Would you restate the entries below word for word, leaving out the images?
# # # # # # #
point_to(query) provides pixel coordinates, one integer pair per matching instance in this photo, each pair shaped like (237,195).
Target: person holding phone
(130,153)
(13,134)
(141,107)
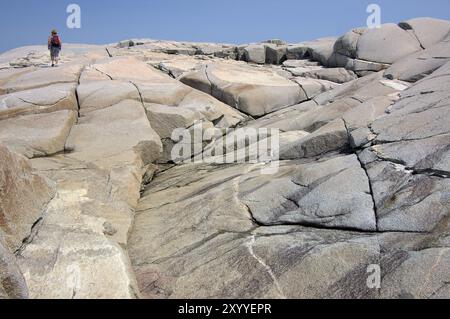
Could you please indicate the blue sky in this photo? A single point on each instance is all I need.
(26, 22)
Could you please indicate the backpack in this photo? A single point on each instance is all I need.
(56, 42)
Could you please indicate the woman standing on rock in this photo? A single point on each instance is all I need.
(54, 45)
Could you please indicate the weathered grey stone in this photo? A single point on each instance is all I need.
(12, 283)
(255, 53)
(417, 66)
(37, 135)
(39, 78)
(42, 100)
(386, 44)
(101, 94)
(156, 87)
(331, 137)
(24, 196)
(313, 87)
(275, 54)
(320, 50)
(165, 119)
(337, 75)
(252, 91)
(428, 31)
(103, 137)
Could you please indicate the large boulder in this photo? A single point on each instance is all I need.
(42, 77)
(38, 135)
(41, 100)
(255, 53)
(103, 137)
(253, 91)
(24, 196)
(387, 44)
(428, 31)
(337, 75)
(156, 87)
(417, 66)
(12, 282)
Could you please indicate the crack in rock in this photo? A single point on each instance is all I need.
(269, 270)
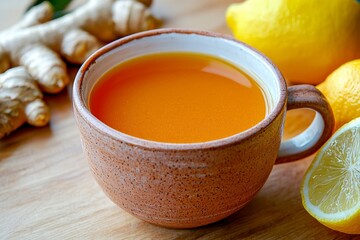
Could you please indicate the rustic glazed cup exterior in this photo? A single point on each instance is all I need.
(190, 185)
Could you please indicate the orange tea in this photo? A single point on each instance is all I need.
(177, 98)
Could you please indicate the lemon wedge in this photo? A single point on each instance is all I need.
(330, 189)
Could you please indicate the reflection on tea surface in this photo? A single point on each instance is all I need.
(177, 98)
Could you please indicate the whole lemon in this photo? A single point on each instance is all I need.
(342, 90)
(306, 39)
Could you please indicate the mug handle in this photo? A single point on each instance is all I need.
(319, 131)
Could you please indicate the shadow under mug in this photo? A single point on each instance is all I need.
(190, 185)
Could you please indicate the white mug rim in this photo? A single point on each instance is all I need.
(101, 127)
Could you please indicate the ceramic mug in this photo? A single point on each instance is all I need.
(189, 185)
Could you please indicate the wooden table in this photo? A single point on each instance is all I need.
(47, 191)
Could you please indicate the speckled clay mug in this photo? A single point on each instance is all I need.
(189, 185)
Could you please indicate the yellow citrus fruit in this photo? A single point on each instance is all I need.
(306, 39)
(331, 186)
(342, 90)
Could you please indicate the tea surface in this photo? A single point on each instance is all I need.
(177, 98)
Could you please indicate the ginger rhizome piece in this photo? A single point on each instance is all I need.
(20, 101)
(40, 45)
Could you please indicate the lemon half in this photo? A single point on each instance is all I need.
# # # # # # #
#### [Your response]
point_to(query) provides pixel coordinates, one integer pair per matching instance in this photo, each pair shaped like (237,195).
Target: person holding phone
(130,153)
(13,134)
(141,107)
Could you please indicate the blue sky in this photo? A single point on each instance is all I need.
(26, 22)
Could you please indicate the backpack in this photo? A single point on each instance is all I need.
(56, 42)
Could you please indicate the woman standing on rock in this photo? A single point on each instance is all I need.
(54, 45)
Could you please indicate the weathered grey stone in this photo? A single point on each instance is all I need.
(12, 283)
(255, 53)
(417, 66)
(37, 135)
(39, 78)
(42, 100)
(386, 44)
(101, 94)
(156, 87)
(331, 137)
(24, 196)
(313, 87)
(275, 54)
(320, 50)
(165, 119)
(337, 75)
(252, 91)
(428, 31)
(103, 137)
Could you please indicate the large boulder in this photo? A single point on each instance is all I need.
(42, 77)
(38, 135)
(41, 100)
(255, 53)
(103, 137)
(253, 91)
(24, 196)
(387, 44)
(428, 31)
(337, 75)
(156, 87)
(417, 66)
(12, 282)
Could you please indicate the crack in rock in this photo? A single point on each instance is all I need.
(269, 270)
Could you please indicate the rustic glazed cup exterior in this photo? A single point on each instance is all I need.
(190, 185)
Could you please indicate the orange tea in this photo? A single point on each instance is all I need.
(177, 98)
Could you please indicate the lemon wedge in this photo? A single point on each instance is all I need.
(330, 189)
Could you please indicate the reflection on tea surface in this photo? A single point on each instance is all I need.
(177, 98)
Could you please indicate the whole lemon in this photo? A single point on each instance is all I need.
(342, 90)
(306, 39)
Could you please indicate the mug handle in this photo? A single point on each instance is all I need.
(319, 131)
Could you please indicate the shadow under mug in this photo? A single point on each instance is all I need.
(190, 185)
Could you please indicate the white mug rim in this photo? A single point on each instance is all I need.
(101, 127)
Could you please indicate the ceramic mug in this photo? A single point on each instance is all I need.
(189, 185)
Could you please indicate the wooden table in this photo? A single point on each instance is all I need.
(47, 191)
Could you please indicate the speckled clay mug in this photo? A single point on each instance is all I need.
(189, 185)
Could you please indicate the yellow citrus fruit in this photo? A single point on each instance is all I need.
(306, 39)
(331, 186)
(342, 90)
Could you please indicate the tea surface in this photo? A single point on each instance is all I need.
(177, 98)
Could you please indicate the ginger rhizome piece in this photo? A single point on each instance is all I need.
(20, 101)
(40, 45)
Could you please indicate the lemon half in this photo? A single point on each instance is all I need.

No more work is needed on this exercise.